_Task description_
Print all of the records below, copying every line word for word without changes.
==== Available records
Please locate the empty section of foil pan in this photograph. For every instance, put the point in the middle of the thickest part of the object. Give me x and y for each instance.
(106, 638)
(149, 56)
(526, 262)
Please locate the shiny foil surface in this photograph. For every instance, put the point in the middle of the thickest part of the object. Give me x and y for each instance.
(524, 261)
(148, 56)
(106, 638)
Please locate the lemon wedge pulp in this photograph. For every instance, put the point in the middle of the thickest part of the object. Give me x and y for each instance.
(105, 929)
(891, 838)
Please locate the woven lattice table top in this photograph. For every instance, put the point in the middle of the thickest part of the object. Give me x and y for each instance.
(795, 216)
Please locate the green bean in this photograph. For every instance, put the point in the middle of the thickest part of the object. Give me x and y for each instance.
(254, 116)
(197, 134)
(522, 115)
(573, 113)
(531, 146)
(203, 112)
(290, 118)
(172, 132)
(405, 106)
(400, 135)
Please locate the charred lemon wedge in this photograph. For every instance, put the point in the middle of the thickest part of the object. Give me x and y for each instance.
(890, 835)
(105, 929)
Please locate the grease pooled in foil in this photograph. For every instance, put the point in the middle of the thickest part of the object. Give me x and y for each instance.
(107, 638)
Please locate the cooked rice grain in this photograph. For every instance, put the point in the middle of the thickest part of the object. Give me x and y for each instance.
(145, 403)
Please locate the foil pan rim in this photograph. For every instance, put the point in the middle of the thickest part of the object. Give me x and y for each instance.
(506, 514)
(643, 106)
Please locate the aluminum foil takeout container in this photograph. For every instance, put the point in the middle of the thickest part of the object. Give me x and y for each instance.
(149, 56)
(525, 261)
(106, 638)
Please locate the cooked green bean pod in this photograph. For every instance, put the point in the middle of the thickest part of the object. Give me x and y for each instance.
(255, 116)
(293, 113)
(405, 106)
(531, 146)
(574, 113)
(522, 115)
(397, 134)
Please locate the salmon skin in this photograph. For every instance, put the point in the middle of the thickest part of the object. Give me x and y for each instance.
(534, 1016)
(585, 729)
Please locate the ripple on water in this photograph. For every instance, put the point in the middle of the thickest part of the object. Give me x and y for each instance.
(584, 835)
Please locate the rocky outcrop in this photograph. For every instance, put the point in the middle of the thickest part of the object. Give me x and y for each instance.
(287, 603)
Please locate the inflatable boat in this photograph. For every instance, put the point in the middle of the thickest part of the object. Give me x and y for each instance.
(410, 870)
========
_Expected output_
Please locate the empty section of foil pan in this photograph. For every instance, put the point in the middle of the thickest part of the object. Give me x and y for each instance.
(106, 638)
(149, 56)
(526, 262)
Please locate the shiny foil surface in this photograph. For every instance, put the point in the middle of the thickest part of the object. Give me x and y for each instance.
(524, 261)
(148, 56)
(106, 638)
Please locate the lemon wedge pulp in this photograph. For every instance, put the point in the middle of the thickest part of the object. Give me x and y for each instance.
(105, 929)
(891, 838)
Please locate the woven lattice table top in this photograph. For every instance, put the point in the middle of the thickest part of the object. Give me x and y for each instance.
(795, 216)
Please locate the green bean in this photograph. For every instance, put the point in the middle of the thickest part of the object. Give me x and y for each instance.
(254, 116)
(197, 134)
(522, 115)
(573, 113)
(531, 146)
(203, 112)
(290, 118)
(172, 132)
(405, 106)
(400, 135)
Please locate the charred lemon wedge in this photograph. For every instance, put the point in the middle of the thickest part of the object. Give me x and y for each instance.
(890, 835)
(105, 929)
Please locate the grease pooled in foil in this photograph. For every instance, put the point in the middle of the thickest part of the object. Give me x and y for each instance.
(107, 638)
Please locate the cooked rice grain in this photograph. For every instance, put the point in the middle of the thickest part of the object. Give me x and y for each instance.
(145, 403)
Please locate the foil pan rim in this photograph. For every instance, put the point in the middle of the thickest part of the object. Give me x and y for each instance.
(506, 514)
(643, 106)
Please locate the aluminum foil takeout container in this photograph. For every instance, put the point in the middle of the thickest part of the object. Give me x and y for each instance.
(149, 56)
(525, 261)
(106, 638)
Please locate the cooked green bean pod in this photograph. For every instance, put the point in the middle of the thickest part of the object. Give me x and y for each instance.
(255, 116)
(293, 113)
(405, 106)
(531, 146)
(574, 113)
(522, 115)
(397, 134)
Please locate the salmon skin in this photograph. For every instance, put the point in the middle of the thickest part of the object. Give me x and y for each instance.
(534, 1016)
(585, 729)
Please locate the ripple on water in this photograph. For every instance, put the point in the middle of the thickest part of the object. Give me x and y for each instance.
(584, 835)
Please locate the rocky outcrop in this photograph. For every instance, put the point in the middle of the thickest part of the object. Give me x and y for each instance.
(287, 603)
Please locate the inflatable boat in this photograph. For every instance, put the point in the middle of the thickest part of the object. Give me x and y for each instance.
(410, 870)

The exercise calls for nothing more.